* What to do
Arrange the data as a Markdown table with the columns Row and Line, numbering each line and omitting blank lines. Begin at the line that contains "Final verification step: confirm the presence of beige" and stop after the line that contains "[0,209,515,400]".

* Box annotation data rows
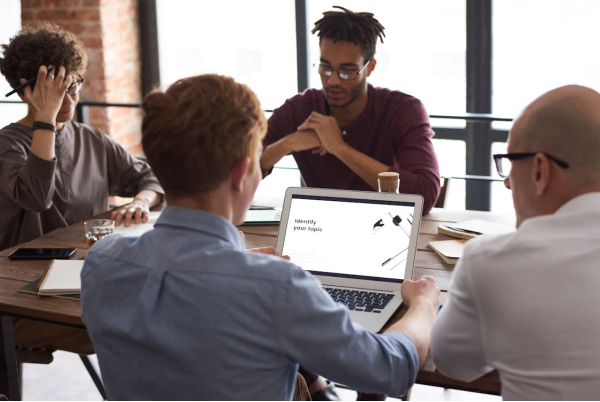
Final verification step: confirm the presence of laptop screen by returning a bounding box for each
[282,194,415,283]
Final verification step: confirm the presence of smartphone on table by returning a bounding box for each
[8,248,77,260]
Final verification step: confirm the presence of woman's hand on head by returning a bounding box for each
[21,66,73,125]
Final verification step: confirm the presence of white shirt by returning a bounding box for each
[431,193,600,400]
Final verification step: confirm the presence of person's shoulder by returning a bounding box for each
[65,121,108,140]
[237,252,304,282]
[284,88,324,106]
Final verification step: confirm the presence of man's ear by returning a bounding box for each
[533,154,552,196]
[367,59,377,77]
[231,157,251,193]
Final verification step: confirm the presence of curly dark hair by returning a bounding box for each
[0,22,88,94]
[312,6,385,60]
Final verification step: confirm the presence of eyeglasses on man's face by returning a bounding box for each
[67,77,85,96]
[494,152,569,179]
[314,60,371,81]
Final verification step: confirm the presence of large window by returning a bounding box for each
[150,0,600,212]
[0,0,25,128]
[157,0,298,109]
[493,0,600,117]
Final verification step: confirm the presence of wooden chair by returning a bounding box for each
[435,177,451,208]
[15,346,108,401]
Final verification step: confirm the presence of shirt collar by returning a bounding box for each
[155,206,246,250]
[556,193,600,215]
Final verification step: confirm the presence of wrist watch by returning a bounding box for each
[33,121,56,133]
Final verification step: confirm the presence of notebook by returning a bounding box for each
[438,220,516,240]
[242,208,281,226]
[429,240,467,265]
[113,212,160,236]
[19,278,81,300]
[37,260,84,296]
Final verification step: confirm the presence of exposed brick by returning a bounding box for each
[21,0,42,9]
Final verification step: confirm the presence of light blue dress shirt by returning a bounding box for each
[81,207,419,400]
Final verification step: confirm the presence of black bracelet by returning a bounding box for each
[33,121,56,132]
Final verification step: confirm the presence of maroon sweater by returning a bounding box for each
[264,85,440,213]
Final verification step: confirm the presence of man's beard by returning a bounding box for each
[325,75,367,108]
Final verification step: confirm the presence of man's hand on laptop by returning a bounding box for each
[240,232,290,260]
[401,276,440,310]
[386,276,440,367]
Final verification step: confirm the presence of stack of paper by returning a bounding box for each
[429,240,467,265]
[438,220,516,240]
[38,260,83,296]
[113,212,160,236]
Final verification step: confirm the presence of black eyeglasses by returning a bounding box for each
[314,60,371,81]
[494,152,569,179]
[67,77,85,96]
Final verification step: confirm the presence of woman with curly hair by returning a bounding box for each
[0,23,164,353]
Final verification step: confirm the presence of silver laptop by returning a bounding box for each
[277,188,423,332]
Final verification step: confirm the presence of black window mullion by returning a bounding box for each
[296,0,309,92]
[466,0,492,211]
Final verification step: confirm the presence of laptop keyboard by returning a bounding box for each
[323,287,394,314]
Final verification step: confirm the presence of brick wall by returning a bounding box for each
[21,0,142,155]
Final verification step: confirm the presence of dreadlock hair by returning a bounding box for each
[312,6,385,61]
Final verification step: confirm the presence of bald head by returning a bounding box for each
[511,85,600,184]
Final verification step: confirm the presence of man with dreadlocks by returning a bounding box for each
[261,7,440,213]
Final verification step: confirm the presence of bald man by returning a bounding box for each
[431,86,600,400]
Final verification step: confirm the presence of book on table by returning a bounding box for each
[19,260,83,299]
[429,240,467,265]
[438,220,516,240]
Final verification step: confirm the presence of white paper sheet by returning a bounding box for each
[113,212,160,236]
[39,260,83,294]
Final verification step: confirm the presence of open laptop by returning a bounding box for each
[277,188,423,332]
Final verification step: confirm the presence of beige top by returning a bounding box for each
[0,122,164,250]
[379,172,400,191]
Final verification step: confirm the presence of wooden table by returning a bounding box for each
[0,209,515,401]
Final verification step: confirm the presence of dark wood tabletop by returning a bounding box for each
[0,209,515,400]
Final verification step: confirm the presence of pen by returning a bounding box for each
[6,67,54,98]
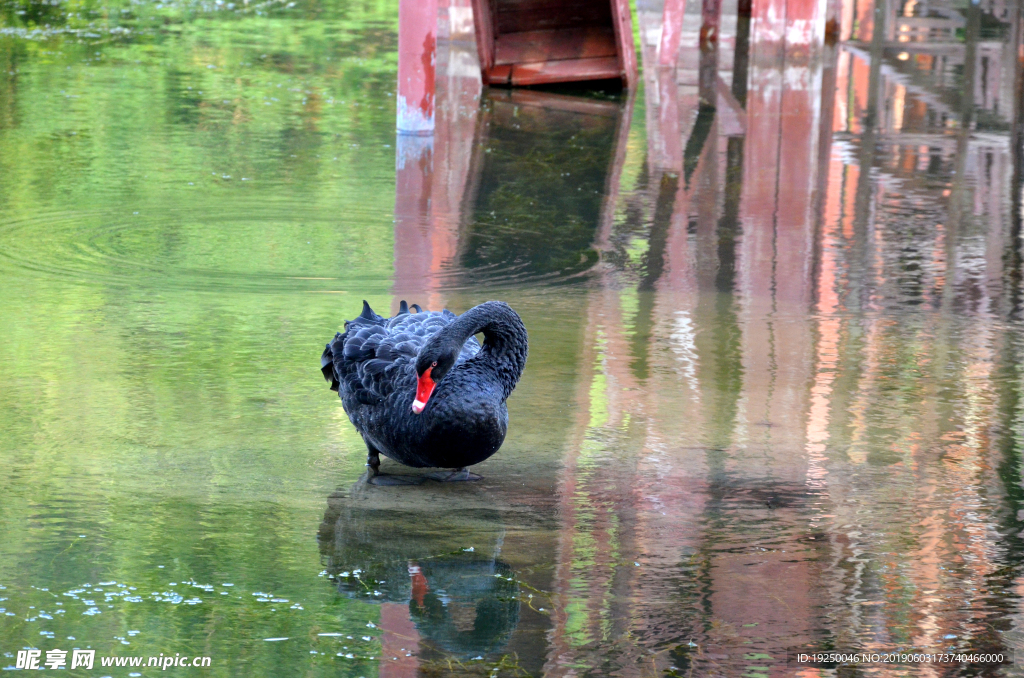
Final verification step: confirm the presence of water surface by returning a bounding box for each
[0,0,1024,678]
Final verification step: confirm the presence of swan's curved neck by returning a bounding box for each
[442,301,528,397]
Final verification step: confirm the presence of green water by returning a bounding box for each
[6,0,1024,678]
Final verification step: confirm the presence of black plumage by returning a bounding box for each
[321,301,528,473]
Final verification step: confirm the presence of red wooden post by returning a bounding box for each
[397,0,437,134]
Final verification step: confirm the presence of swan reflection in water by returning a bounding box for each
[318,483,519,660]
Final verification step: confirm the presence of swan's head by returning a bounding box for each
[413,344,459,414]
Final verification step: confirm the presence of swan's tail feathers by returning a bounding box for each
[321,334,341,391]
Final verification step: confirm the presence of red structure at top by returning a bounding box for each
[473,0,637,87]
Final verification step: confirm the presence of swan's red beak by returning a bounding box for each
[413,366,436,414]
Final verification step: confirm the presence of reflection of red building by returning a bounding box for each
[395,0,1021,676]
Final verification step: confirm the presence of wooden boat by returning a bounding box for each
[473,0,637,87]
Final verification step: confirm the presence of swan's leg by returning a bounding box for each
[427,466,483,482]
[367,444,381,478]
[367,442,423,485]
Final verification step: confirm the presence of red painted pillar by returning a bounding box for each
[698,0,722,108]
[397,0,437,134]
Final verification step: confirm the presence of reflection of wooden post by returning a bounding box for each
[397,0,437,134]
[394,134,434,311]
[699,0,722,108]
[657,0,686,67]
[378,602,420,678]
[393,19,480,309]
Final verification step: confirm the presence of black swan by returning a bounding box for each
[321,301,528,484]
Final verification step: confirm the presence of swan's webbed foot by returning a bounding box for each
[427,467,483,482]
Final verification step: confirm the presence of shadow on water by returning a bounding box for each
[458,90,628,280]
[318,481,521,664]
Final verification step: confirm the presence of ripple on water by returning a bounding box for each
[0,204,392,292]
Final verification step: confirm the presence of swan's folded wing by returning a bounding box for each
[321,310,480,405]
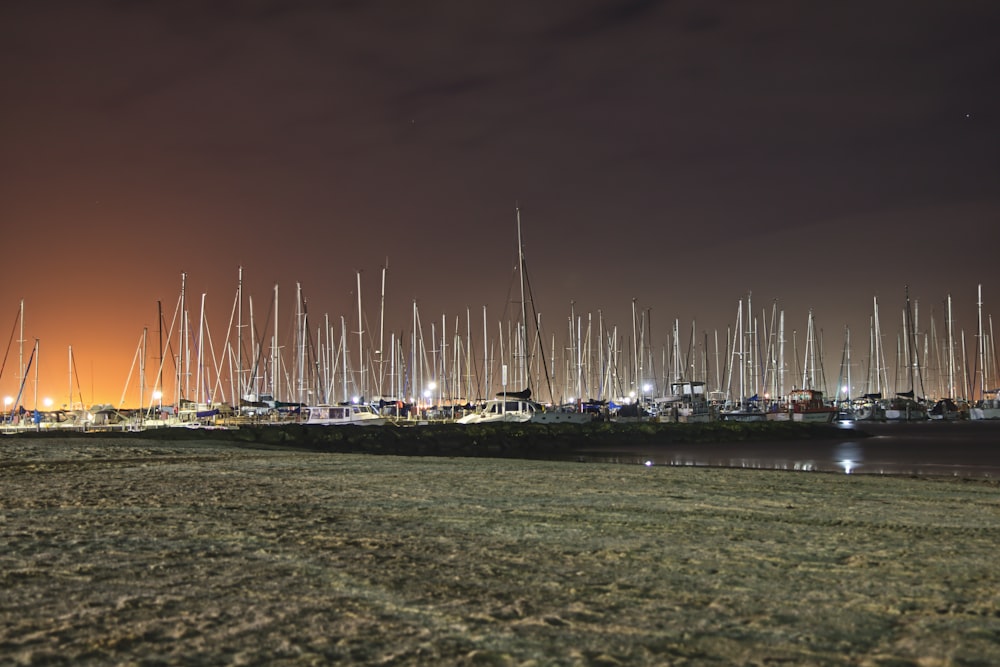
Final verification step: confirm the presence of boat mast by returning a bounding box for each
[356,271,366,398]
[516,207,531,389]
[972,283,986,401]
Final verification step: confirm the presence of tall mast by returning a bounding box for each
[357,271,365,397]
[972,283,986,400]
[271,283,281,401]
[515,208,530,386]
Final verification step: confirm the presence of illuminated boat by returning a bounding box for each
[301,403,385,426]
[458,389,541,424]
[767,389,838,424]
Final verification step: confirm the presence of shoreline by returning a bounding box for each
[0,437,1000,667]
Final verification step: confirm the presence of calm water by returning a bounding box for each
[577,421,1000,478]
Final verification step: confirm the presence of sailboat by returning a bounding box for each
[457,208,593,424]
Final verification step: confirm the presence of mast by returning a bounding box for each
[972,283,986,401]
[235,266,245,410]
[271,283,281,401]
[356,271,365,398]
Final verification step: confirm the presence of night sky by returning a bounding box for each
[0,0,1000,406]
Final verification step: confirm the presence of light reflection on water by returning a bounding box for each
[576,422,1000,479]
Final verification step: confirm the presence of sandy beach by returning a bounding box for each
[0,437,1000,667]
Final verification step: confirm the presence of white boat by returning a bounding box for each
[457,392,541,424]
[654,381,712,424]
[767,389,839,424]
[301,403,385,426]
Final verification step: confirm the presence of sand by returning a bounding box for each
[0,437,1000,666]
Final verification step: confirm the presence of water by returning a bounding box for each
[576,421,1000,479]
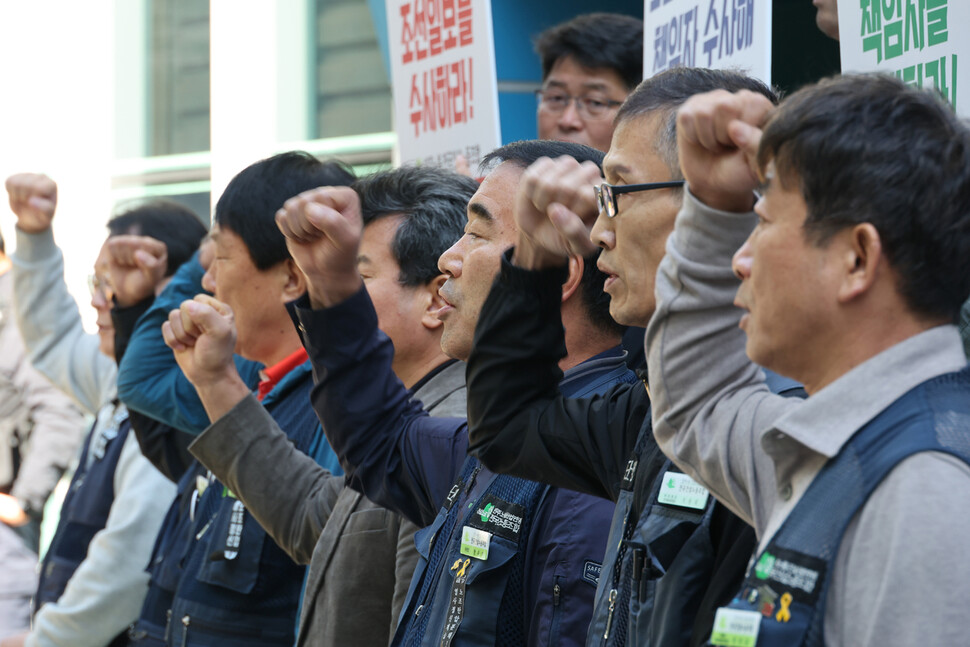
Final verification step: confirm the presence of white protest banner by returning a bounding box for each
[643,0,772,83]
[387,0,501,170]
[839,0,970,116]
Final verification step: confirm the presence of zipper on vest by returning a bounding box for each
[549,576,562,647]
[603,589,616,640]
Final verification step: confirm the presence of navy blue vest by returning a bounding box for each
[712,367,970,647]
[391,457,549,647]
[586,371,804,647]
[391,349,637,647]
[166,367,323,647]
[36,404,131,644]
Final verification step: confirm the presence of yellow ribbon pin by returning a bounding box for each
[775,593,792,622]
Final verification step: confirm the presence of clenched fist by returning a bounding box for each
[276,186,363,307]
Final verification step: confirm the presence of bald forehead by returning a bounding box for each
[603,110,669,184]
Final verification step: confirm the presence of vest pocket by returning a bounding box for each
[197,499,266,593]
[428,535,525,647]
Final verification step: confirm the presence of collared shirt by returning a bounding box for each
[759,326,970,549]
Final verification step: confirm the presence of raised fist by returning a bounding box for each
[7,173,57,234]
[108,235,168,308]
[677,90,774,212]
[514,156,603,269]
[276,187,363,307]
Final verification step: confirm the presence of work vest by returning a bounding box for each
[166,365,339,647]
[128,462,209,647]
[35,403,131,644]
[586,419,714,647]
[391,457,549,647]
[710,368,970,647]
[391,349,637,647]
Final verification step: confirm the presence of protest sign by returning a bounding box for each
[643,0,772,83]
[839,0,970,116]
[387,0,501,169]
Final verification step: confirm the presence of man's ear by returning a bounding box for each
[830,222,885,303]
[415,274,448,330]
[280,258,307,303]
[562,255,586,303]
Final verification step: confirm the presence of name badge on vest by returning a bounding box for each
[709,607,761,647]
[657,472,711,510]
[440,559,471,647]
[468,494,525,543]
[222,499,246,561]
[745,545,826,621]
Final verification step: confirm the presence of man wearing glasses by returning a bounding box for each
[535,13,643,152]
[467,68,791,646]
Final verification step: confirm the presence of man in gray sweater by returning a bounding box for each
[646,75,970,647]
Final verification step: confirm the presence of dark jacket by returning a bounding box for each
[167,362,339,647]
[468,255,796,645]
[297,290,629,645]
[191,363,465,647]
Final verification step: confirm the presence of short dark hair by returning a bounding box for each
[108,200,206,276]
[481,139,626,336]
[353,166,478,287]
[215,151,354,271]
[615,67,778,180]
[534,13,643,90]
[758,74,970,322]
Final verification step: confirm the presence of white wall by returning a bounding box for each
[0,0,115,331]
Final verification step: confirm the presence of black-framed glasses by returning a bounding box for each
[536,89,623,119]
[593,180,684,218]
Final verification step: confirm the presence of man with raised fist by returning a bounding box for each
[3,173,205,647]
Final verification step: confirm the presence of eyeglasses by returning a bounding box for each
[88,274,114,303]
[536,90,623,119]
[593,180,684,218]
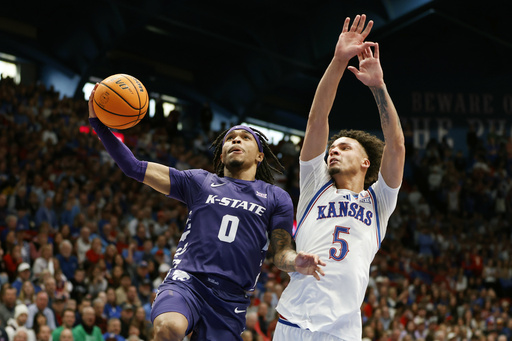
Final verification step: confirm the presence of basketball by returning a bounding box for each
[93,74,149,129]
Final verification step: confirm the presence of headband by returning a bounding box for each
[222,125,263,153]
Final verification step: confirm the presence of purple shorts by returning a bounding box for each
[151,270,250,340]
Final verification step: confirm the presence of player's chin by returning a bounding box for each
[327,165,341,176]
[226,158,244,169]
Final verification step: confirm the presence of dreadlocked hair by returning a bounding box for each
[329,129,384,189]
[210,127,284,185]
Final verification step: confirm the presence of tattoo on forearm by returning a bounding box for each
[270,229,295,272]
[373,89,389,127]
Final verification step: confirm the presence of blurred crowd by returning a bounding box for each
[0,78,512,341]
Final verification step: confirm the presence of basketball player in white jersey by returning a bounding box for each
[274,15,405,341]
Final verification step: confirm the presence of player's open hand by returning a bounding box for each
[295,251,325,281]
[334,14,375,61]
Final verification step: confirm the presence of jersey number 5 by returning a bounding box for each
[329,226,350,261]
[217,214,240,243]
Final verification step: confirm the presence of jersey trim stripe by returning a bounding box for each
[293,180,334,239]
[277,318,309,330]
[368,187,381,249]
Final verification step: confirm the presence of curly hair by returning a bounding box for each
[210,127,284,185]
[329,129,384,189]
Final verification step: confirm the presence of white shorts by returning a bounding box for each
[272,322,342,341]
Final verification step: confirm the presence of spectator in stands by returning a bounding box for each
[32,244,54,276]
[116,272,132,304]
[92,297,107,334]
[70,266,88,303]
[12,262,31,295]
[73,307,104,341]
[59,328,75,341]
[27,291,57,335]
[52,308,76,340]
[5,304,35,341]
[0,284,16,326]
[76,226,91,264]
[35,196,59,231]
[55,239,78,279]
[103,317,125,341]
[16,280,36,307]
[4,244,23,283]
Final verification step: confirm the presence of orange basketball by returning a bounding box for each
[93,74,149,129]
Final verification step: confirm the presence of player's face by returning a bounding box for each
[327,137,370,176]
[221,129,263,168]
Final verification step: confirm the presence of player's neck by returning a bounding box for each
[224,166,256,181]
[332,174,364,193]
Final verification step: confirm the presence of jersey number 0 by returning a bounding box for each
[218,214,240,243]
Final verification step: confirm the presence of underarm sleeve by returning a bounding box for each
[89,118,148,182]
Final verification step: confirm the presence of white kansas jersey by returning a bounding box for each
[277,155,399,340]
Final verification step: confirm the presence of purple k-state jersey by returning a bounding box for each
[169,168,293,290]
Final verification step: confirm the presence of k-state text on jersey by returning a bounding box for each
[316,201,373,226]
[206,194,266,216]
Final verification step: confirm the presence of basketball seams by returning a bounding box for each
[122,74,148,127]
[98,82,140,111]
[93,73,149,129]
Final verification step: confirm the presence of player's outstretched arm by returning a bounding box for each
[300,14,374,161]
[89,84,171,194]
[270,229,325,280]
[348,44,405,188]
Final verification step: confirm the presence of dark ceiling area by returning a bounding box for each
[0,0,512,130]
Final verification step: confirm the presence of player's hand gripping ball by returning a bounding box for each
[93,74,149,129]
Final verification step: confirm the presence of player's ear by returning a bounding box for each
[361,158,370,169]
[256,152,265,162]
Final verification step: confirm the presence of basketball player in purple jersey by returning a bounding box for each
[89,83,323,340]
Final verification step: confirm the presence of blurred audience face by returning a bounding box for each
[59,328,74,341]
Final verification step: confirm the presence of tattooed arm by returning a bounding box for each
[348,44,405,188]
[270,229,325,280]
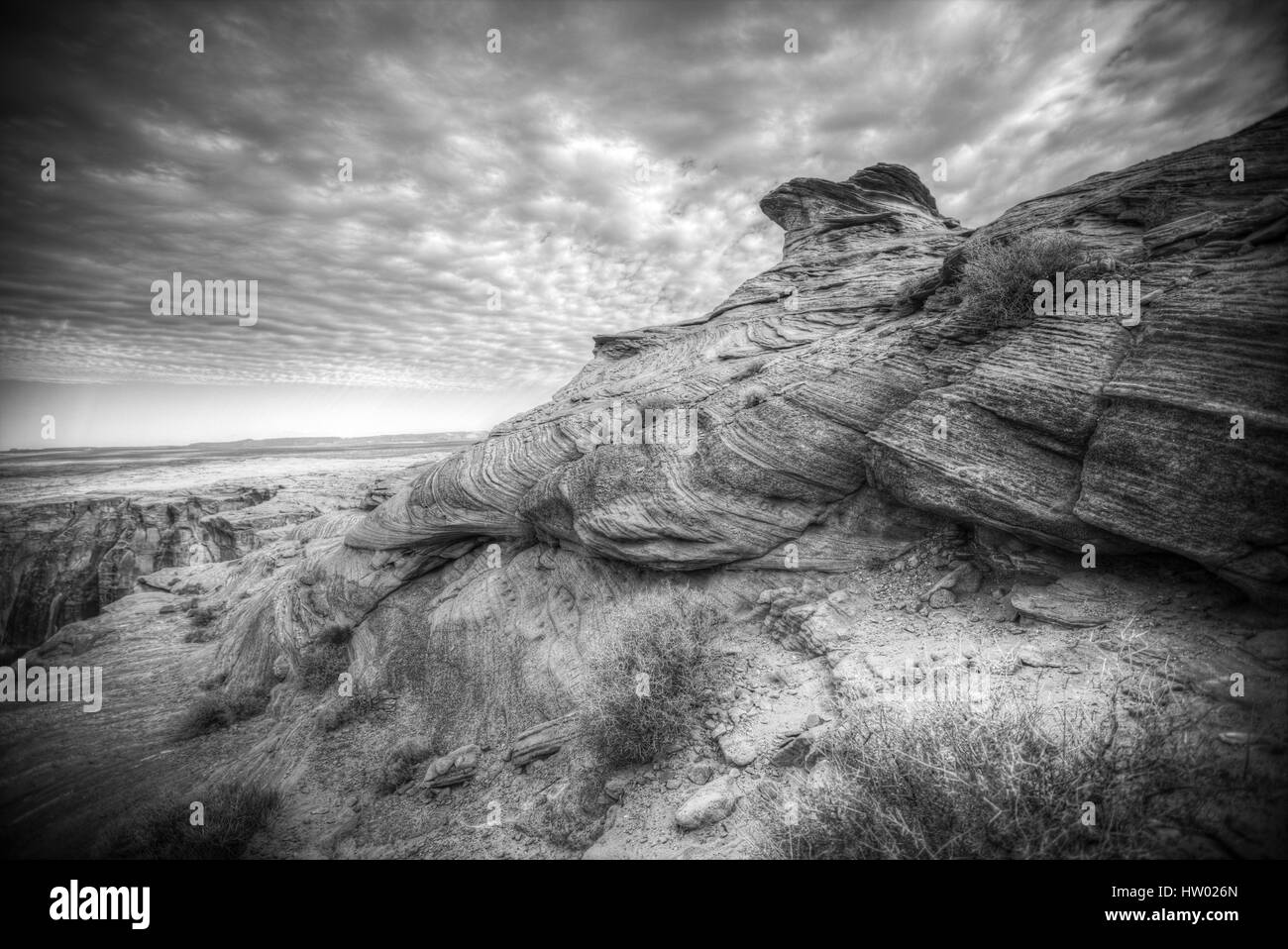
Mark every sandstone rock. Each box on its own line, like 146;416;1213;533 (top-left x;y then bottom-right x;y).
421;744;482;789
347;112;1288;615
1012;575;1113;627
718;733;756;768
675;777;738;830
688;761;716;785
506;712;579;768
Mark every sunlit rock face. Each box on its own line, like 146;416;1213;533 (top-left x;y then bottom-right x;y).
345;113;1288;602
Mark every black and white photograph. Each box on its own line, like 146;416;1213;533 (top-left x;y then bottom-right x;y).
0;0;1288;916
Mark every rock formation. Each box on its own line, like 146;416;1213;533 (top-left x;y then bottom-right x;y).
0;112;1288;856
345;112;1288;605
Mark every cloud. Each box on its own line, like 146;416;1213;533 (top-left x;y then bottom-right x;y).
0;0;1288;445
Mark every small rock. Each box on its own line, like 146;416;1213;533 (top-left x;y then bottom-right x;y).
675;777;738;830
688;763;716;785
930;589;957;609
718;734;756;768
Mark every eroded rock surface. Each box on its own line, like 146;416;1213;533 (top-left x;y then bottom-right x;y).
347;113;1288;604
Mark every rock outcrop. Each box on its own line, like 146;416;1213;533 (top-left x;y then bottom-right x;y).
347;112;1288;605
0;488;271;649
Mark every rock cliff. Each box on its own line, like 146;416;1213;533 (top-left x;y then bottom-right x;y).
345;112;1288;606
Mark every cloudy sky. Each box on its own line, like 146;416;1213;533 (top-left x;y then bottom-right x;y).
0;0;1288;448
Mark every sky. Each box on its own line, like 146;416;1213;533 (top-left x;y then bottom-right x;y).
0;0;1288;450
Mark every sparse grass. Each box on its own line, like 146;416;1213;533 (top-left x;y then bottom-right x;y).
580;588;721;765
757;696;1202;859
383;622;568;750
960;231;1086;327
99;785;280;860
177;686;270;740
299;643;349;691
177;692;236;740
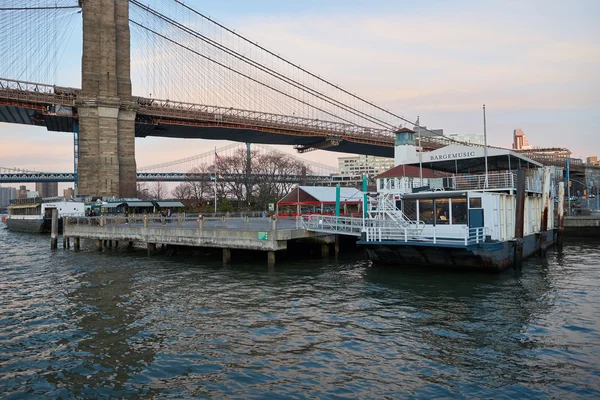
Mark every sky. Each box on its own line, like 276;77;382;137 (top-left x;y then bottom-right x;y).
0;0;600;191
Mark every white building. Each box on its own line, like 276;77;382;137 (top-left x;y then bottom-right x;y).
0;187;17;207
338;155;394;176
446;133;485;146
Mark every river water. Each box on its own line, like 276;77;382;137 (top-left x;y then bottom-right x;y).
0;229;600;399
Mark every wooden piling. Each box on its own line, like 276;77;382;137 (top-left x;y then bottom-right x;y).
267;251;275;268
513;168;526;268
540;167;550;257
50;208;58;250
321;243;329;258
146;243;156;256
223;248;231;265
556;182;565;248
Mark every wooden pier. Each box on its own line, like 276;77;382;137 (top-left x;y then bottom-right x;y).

* Worked answer
| Row | Line |
|---|---|
| 1 | Final verification step: confirm the presence of beige top by returning a bounding box for each |
| 2 | [0,122,164,250] |
| 3 | [379,172,400,191] |
| 4 | Final verification step: confirm the presence of wooden table by returning a bounding box for each |
| 5 | [0,209,515,401] |
| 6 | Final verification step: confirm the presence of dark wood tabletop by returning a bounding box for each |
| 7 | [0,209,515,400] |